• _WORK INSTRUCTION_
Each entry should appear in the answer exactly as written.

*** Opening of THE RECORDS ***

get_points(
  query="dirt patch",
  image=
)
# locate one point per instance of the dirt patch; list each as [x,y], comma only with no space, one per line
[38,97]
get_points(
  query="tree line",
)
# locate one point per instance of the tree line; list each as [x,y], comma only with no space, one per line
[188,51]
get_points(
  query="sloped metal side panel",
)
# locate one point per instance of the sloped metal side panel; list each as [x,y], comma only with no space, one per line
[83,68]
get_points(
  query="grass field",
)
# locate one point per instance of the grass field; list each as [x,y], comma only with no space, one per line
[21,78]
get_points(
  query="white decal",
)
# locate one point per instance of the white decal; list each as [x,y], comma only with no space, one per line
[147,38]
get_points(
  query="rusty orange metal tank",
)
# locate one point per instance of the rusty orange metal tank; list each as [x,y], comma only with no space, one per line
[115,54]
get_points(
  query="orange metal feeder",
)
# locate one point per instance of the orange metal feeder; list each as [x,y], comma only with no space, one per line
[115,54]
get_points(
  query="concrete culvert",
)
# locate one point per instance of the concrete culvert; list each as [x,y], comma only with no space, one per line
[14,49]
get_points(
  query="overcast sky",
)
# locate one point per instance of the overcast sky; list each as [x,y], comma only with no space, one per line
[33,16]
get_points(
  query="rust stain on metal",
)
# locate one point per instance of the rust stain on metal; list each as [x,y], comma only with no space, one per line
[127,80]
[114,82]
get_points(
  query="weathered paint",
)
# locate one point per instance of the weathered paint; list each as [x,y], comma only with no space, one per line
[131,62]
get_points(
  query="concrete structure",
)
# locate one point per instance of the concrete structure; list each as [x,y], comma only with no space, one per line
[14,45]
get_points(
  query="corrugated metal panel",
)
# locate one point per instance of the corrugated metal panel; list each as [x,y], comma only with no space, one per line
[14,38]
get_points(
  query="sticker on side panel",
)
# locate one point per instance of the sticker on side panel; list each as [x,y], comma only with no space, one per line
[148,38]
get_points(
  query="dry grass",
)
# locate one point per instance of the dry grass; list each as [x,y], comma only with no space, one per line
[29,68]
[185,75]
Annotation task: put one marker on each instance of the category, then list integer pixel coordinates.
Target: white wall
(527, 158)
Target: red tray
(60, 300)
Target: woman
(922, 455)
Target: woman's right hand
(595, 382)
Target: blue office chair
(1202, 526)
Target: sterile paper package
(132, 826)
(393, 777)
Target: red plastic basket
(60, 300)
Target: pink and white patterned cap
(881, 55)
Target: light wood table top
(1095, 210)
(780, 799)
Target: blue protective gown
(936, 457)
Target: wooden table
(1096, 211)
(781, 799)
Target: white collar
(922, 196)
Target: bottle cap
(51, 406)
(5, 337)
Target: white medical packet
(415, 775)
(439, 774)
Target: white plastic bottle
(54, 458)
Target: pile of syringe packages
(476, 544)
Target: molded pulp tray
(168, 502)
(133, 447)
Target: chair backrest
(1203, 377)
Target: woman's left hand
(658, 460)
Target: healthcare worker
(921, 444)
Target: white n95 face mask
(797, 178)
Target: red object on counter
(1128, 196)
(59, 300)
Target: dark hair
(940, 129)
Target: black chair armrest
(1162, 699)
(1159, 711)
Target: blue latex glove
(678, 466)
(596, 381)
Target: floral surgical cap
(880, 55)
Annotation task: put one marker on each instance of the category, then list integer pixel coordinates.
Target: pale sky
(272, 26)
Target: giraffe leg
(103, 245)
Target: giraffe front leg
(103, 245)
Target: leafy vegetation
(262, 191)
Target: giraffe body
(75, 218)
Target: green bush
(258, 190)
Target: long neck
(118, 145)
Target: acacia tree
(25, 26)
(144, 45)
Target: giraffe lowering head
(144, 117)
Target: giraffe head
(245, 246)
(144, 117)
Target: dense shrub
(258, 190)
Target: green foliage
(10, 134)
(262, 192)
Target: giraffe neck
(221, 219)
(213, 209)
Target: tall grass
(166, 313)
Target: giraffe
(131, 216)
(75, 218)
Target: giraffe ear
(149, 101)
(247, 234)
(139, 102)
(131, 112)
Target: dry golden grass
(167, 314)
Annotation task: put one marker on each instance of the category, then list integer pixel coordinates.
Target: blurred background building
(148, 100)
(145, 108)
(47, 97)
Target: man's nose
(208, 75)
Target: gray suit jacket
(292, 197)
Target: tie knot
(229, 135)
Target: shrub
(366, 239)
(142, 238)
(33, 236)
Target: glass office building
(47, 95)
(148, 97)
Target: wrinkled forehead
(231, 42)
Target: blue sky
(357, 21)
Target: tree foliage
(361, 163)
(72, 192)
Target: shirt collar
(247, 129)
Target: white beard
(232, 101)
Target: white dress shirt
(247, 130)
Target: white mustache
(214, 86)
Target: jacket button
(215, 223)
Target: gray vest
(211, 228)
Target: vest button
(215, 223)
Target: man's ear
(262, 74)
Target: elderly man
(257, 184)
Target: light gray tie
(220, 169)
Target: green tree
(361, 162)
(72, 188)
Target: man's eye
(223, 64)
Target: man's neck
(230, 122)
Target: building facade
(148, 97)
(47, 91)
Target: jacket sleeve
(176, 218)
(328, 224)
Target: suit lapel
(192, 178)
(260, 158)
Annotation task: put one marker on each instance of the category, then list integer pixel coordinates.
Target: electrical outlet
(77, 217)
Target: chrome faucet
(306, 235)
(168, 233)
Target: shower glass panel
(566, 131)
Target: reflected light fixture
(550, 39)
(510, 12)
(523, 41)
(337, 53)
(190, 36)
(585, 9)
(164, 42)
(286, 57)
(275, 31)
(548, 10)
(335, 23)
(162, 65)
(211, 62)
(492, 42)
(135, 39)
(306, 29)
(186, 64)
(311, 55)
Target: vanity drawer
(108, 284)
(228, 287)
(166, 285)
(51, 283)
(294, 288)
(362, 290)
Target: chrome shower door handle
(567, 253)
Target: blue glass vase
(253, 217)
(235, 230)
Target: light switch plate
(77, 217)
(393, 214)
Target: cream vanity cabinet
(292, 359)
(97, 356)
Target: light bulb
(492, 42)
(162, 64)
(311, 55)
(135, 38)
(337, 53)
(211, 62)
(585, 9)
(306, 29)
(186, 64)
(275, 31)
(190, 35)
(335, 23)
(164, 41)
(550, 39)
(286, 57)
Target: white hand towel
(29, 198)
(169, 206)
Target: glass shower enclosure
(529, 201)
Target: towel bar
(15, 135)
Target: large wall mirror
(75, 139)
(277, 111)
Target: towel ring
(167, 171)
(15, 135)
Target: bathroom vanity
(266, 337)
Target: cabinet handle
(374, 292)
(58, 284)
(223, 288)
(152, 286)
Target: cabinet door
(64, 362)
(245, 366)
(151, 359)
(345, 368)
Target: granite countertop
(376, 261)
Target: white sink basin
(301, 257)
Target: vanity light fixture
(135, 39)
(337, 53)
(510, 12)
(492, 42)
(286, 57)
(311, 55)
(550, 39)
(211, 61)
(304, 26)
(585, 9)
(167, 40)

*** Close of THE RECORDS ***

• _SOLUTION TO THIS PROBLEM_
get_points(
  query="dirt patch",
  image=
)
# locate one point per instance of the dirt patch; list each as [x,y], comma only with no space, one per line
[38,97]
get_points(
  query="tree line",
)
# locate one point per instance of the tree line; list each as [x,y], comma only with no space, one per line
[188,51]
get_points(
  query="sloped metal side panel",
)
# locate one point per instance of the sloped metal side panel; list each as [x,y], comma only with no space, one per line
[83,68]
get_points(
  query="grass field",
)
# locate one point per instance of the grass field; list each as [x,y], comma only with no space, one per line
[21,78]
get_points(
  query="white decal",
)
# locate one point per instance of the white decal; list each as [x,y], comma only with no space, one per line
[147,38]
get_points(
  query="rusty orange metal tank",
)
# locate one point per instance of the rusty orange metal tank; list each as [x,y], comma only with no space, one per line
[115,54]
get_points(
  query="orange metal feeder",
)
# locate one point per instance of the orange metal feeder; list each as [x,y], comma only with no space, one per line
[115,54]
get_points(
  query="concrete culvert",
)
# locate one point per instance of the concrete culvert; list each as [x,y], comma only with no space, one per line
[14,49]
get_points(
  query="overcast sky",
)
# locate one point per instance of the overcast sky; list each as [x,y], comma only with no space, one per line
[33,16]
get_points(
  query="rust stain on metal",
)
# locate one point per instance of the rust stain on metal; list each as [x,y], comma only with no space, one per line
[127,80]
[114,82]
get_points(
  query="weathered paint",
)
# locate one point per instance of the weathered paint; list each as [x,y], comma only with no space, one per line
[131,62]
get_points(
  query="concrete structure",
)
# locate one point per instance of the concrete structure; list each as [x,y], comma only with no space, one per line
[14,45]
get_points(
  query="corrugated metal panel",
)
# locate one point per instance of the corrugated metal panel; list each as [x,y], comma only with no space, one per line
[14,38]
get_points(
  query="sticker on side panel",
)
# locate one point per instance of the sticker on side panel; list each as [x,y], comma only with no space, one per line
[148,38]
get_points(
  query="dry grass",
)
# locate one point per instance of the dry grass; list each as [x,y], comma only with no space, one per line
[29,68]
[185,75]
Annotation task: put one marker on each instance of the category, then list integer pixel coordinates.
Target: white wall
(527, 158)
Target: red tray
(60, 300)
Target: woman
(922, 455)
Target: woman's right hand
(595, 382)
Target: blue office chair
(1202, 526)
Target: sterile paper package
(132, 826)
(393, 777)
Target: red plastic basket
(60, 300)
Target: pink and white patterned cap
(881, 55)
Target: light wood table top
(1095, 210)
(780, 799)
Target: blue protective gown
(936, 457)
Target: wooden table
(1096, 211)
(781, 799)
Target: white collar
(922, 196)
Target: bottle cap
(51, 406)
(5, 337)
Target: white medical packet
(415, 775)
(439, 774)
Target: white plastic bottle
(54, 458)
Target: pile of syringe packages
(476, 544)
Target: molded pulp tray
(168, 502)
(133, 447)
Target: chair backrest
(1203, 377)
Target: woman's left hand
(658, 460)
Target: healthcare worker
(921, 444)
Target: white n95 face mask
(797, 178)
Target: red object on counter
(1128, 196)
(59, 300)
Target: dark hair
(940, 129)
Target: black chair armrest
(1162, 699)
(1159, 711)
Target: blue latex glove
(678, 466)
(596, 381)
Target: floral surgical cap
(880, 55)
Annotation task: put one marker on each instance of the category, then list integer pixel coordinates.
Target: pale sky
(272, 26)
Target: giraffe leg
(103, 245)
Target: giraffe front leg
(103, 245)
Target: leafy vegetation
(262, 191)
Target: giraffe body
(75, 218)
Target: green bush
(258, 190)
Target: long neck
(118, 145)
Target: acacia tree
(25, 26)
(144, 45)
Target: giraffe lowering head
(144, 117)
Target: giraffe head
(245, 246)
(144, 117)
Target: dense shrub
(258, 190)
Target: green foliage
(10, 134)
(262, 192)
Target: giraffe neck
(221, 219)
(213, 209)
Target: tall grass
(166, 313)
Target: giraffe
(131, 216)
(75, 218)
Target: giraffe ear
(149, 101)
(247, 234)
(139, 102)
(131, 112)
Target: dry golden grass
(167, 314)
Annotation task: put one marker on each instance of the category, then list integer pixel coordinates.
Target: blurred background building
(148, 100)
(145, 108)
(47, 97)
Target: man's nose
(208, 75)
Target: gray suit jacket
(292, 197)
Target: tie knot
(229, 135)
Target: shrub
(366, 239)
(142, 238)
(33, 236)
Target: glass office building
(47, 95)
(148, 97)
Target: wrinkled forehead
(231, 42)
Target: blue sky
(357, 21)
Target: tree foliage
(361, 163)
(72, 192)
Target: shirt collar
(247, 129)
Target: white beard
(232, 101)
Target: white dress shirt
(247, 130)
Target: white mustache
(214, 86)
Target: jacket button
(215, 223)
Target: gray vest
(211, 228)
Target: vest button
(215, 223)
Target: man's ear
(262, 74)
Target: elderly man
(257, 184)
Target: light gray tie
(220, 169)
Target: green tree
(361, 162)
(72, 188)
Target: man's eye
(223, 64)
Target: man's neck
(230, 122)
Target: building facade
(148, 97)
(47, 91)
Target: jacket sleeve
(176, 218)
(328, 224)
Target: suit lapel
(192, 178)
(260, 158)
Annotation task: put one marker on each instance of the category, then list integer pixel coordinates.
Target: electrical outlet
(77, 217)
Target: chrome faucet
(306, 235)
(168, 233)
Target: shower glass panel
(566, 131)
Target: reflected light fixture
(550, 39)
(510, 12)
(523, 41)
(337, 53)
(190, 36)
(585, 9)
(164, 42)
(286, 57)
(275, 31)
(548, 10)
(335, 23)
(162, 65)
(211, 62)
(492, 42)
(135, 39)
(306, 29)
(186, 64)
(311, 55)
Target: vanity drawer
(108, 284)
(228, 287)
(166, 285)
(51, 283)
(294, 288)
(362, 290)
Target: chrome shower door handle
(567, 253)
Target: blue glass vase
(253, 217)
(235, 230)
Target: light switch plate
(77, 217)
(393, 214)
Target: cream vanity cabinet
(292, 359)
(97, 356)
Target: light bulb
(492, 42)
(162, 64)
(311, 55)
(135, 38)
(337, 53)
(211, 62)
(585, 9)
(306, 29)
(186, 64)
(275, 31)
(190, 35)
(335, 23)
(164, 41)
(550, 39)
(286, 57)
Target: white hand towel
(29, 198)
(169, 206)
Target: glass shower enclosure
(529, 201)
Target: towel bar
(15, 135)
Target: large wall mirror
(75, 139)
(277, 111)
Target: towel ring
(167, 171)
(15, 135)
Target: bathroom vanity
(266, 337)
Target: cabinet handle
(374, 292)
(58, 284)
(223, 288)
(152, 286)
Target: cabinet door
(64, 362)
(245, 366)
(151, 359)
(345, 368)
Target: granite countertop
(376, 261)
Target: white sink basin
(301, 257)
Target: vanity light fixture
(135, 39)
(337, 53)
(510, 12)
(492, 42)
(286, 57)
(311, 55)
(550, 39)
(211, 61)
(304, 26)
(585, 9)
(167, 40)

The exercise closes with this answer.